** Begin **
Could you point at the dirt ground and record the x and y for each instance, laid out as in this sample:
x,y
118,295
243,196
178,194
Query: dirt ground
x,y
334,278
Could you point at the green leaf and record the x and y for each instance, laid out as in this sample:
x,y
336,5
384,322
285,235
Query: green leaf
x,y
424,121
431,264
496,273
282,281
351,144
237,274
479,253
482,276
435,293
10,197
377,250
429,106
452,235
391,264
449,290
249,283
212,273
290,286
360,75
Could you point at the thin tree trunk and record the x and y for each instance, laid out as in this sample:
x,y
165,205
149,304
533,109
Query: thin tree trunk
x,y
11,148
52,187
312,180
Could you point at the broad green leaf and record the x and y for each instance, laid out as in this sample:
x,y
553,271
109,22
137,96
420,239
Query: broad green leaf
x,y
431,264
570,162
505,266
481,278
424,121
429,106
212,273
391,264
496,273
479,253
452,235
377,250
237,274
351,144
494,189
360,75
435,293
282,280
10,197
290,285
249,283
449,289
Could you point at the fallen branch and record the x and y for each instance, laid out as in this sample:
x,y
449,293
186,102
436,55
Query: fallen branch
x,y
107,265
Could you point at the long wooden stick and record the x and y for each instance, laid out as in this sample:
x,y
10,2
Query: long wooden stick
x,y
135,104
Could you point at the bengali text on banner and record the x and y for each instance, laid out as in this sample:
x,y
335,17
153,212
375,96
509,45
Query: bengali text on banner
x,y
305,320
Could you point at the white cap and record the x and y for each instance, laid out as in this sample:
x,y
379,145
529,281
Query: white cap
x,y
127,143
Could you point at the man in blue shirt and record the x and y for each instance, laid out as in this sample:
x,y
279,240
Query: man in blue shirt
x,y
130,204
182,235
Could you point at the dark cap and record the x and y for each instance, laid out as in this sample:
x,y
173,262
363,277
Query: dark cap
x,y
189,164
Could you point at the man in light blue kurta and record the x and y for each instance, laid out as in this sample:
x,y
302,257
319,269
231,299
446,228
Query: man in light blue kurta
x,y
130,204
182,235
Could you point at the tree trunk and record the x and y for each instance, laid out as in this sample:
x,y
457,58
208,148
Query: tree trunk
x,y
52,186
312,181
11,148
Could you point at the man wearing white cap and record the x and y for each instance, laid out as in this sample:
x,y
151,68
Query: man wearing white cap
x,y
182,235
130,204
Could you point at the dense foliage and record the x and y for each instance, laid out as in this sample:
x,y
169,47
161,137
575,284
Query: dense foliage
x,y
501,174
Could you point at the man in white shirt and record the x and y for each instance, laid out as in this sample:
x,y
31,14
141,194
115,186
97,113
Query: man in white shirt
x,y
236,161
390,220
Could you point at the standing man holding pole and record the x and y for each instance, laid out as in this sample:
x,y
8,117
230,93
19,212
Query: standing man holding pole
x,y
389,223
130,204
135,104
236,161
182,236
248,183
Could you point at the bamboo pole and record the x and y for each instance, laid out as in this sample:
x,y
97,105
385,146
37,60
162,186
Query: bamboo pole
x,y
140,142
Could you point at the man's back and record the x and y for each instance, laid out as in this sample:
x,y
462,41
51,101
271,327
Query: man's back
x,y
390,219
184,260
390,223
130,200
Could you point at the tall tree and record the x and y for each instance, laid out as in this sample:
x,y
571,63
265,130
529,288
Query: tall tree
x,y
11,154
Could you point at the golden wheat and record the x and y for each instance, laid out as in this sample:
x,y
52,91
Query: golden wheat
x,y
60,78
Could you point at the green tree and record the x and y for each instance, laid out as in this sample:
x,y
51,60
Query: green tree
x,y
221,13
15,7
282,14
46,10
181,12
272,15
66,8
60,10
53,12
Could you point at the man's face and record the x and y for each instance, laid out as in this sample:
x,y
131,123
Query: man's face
** End **
- [TASK INSTRUCTIONS]
Copy all the rows above, character for character and line for line, with nothing changed.

- [RESULT FOR THIS TASK]
Could you point at the dirt ground and record the x and y for each instance, laid out as in this sample:
x,y
118,295
243,196
178,194
Query: dirt ground
x,y
334,278
Could you point at the green leaf and record the x and y for each instance, laid out as in this sample:
x,y
336,5
384,322
285,235
Query: green leaf
x,y
424,121
431,264
496,273
282,281
351,144
237,274
479,253
482,276
435,293
10,197
377,250
429,106
452,235
391,264
449,290
249,283
212,273
290,286
360,75
Could you point at the thin tree trunk and record the x and y for each instance, laid out as in this sample:
x,y
165,205
149,304
533,109
Query: thin tree trunk
x,y
11,148
52,187
312,180
Could you point at the broad green leaf and record the x and y for each instance, laid out as in this sample:
x,y
553,271
109,22
137,96
420,239
Query: broad green leaf
x,y
431,264
570,162
505,266
481,278
424,121
429,106
212,273
391,264
496,273
479,253
452,235
377,250
237,274
351,144
494,189
360,75
435,293
282,280
10,197
290,285
249,283
449,289
Could you point at the fallen branch and record the x and y for each instance, laid out as in this sample:
x,y
449,293
186,102
436,55
Query: fallen branch
x,y
107,265
Could you point at the long wooden stick and record the x and y for each instance, laid out as in this sample:
x,y
10,2
Query: long wooden stick
x,y
135,104
Could you point at the bengali text on banner and record the x and y for each instance, laid out as in this sample:
x,y
335,17
153,212
375,96
509,45
Query: bengali text on banner
x,y
305,320
Could you point at the white cap and record the x and y for each instance, laid out as in this sample:
x,y
379,145
529,281
Query: white cap
x,y
127,143
Could you point at the man in blue shirt and record the x and y for each instance, laid out as in this sample:
x,y
279,240
Query: man in blue shirt
x,y
130,204
182,235
Could you point at the dark cap and record the x and y for each instance, laid out as in this sample:
x,y
173,262
363,277
Query: dark cap
x,y
189,164
Could you point at the man in light blue kurta and record the x and y for each instance, laid out as in this sample:
x,y
302,257
319,269
231,299
446,228
Query: man in light blue kurta
x,y
130,204
182,235
Could you point at the tree trunk and record the x and y for each instance, laid out as in this sample:
x,y
457,58
208,148
Query: tree trunk
x,y
52,186
312,181
11,148
Could you point at the man wearing white cap and record the x and y for each instance, laid out as in this sample:
x,y
151,68
Query: man wearing white cap
x,y
182,235
130,204
Could you point at the dense foliage and record the x and y for each instance, laid out as in this sample:
x,y
169,47
161,137
575,284
Query: dense foliage
x,y
501,174
Could you point at the man in white shirt and record the x and y for each instance, laid out as in this sample:
x,y
31,14
141,194
115,186
97,113
Query: man in white shirt
x,y
236,161
390,220
Could you point at the standing man holding pole and record the x and y for each instance, laid out as in this sample:
x,y
8,117
230,93
19,212
Query: standing man holding pole
x,y
389,223
130,204
135,104
236,161
182,236
248,183
Could you point at the bamboo pole and record the x and y for each instance, laid out as in this sample:
x,y
97,105
385,146
37,60
162,186
Query: bamboo pole
x,y
140,142
Could you point at the man's back and record the x and y for each instance, laid out as in this sample:
x,y
462,41
51,101
271,327
Query: man's back
x,y
390,219
184,260
390,223
130,200
Could you point at the tall tree and record the x and y for each instance, laid out as in this sample:
x,y
571,63
265,130
529,288
Query: tall tree
x,y
11,154
Could you point at the golden wheat and record the x and y for each instance, laid out as in this sample:
x,y
52,91
Query: golden wheat
x,y
60,78
Could you point at the green tree and record the x and y for each instance, laid out as in this sample:
x,y
51,60
Query: green tree
x,y
221,13
15,7
282,14
46,10
181,12
272,15
66,8
60,10
53,12
Could you point at the man's face and record the x and y for each instance, laid out as in this sample:
x,y
131,123
Query: man's face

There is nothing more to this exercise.